● **Cuplikan Teks**
####
Salah satu premis film itu dibangun dari relasi biner antara identitas pengetahuan orang-orang Papua dan tradisi pengetahuan yang dianggap modern. Tradisi pengetahuan yang dianggap modern ditempel pada karakter pak Joko dan Daniel, dua karakter yang berasal dari Jawa dan Jakarta. Apa yang direpresentasikan dalam film itu mempengaruhi persepsi penonton tentang orang Papua. Seakan hendak berkata, bahwa orang Jawa atau Jakarta ialah orang-orang yang memiliki kunci jawaban atas persoalan yang dihadapi Lithius. 

Memang perlu kajian lebih detail untuk melihat peran film “Cinta dari Wamena dalam mereproduksi ketimpangan representasi. Tulisan ini tak hendak mendedah lebih jauh film “Cinta dari Wamena karena bukan menjadi pokok soal di sini. Namun, cukuplah dikatakan bahwa premis-premis dasar film “Cinta dari Wamena” turut menormalisasi praktik kekerasan terhadap orang Papua. Tokoh protagonis Lithius diposisikan di pusat cerita untuk mengesahkan superioritas orang Jawa dan Jakarta.
####
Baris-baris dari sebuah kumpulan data

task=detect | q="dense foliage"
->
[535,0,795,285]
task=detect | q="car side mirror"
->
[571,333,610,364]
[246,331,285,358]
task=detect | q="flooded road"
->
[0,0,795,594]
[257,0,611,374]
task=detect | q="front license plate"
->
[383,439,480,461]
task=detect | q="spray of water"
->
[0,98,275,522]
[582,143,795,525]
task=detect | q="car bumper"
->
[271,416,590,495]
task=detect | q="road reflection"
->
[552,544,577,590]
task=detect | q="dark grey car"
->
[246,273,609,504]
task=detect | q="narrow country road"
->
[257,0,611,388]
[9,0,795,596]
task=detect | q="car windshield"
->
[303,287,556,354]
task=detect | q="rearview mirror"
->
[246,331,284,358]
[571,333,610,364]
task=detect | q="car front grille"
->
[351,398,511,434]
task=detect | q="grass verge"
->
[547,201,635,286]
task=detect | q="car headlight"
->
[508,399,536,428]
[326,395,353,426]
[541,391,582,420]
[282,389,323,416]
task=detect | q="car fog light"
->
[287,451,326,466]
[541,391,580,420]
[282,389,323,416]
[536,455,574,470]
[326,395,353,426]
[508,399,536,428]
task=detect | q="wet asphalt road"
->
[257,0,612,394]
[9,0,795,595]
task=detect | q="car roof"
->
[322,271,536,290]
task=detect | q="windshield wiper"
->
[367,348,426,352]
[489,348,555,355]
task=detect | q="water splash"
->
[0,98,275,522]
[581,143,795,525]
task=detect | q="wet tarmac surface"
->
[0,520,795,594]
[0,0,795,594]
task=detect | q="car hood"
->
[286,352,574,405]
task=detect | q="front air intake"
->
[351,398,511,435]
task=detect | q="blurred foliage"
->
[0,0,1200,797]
####
● **Yang Diharapkan**
Tuliskan tanpa perubahan bagian teks tentang film Cinta dari Wamena, mulai dari "Salah satu premis" sampai dengan "yang dihadapi Lithius.".

● **Jawaban Lengkap**
Salah satu premis film itu dibangun dari relasi biner antara identitas pengetahuan orang-orang Papua dan tradisi pengetahuan yang dianggap modern. Tradisi pengetahuan yang dianggap modern ditempel pada karakter pak Joko dan Daniel, dua karakter yang berasal dari Jawa dan Jakarta. Apa yang direpresentasikan dalam film itu mempengaruhi persepsi penonton tentang orang Papua. Seakan hendak berkata, bahwa orang Jawa atau Jakarta ialah orang-orang yang memiliki kunci jawaban atas persoalan yang dihadapi Lithius.